■ **Task details**
Rewrite the lines below with "pear stem" replaced by "apple stem" and everything else kept the same. Leave the pictures out.

Excerpts of labeled region data
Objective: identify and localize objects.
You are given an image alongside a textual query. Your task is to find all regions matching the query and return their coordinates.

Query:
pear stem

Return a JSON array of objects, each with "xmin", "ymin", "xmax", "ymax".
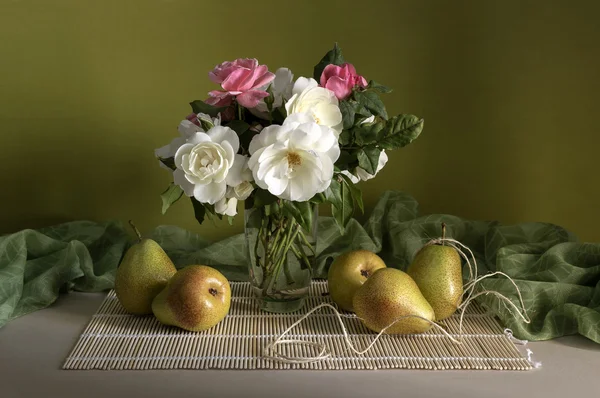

■ **Exercise output**
Objective: identify and localize objects.
You are given an image alongside a textual query. Your task is to find all regions matching the query and return their coordinates.

Query:
apple stem

Return a JSON array of objects, each with "xmin", "ymin", "xmax", "ymax".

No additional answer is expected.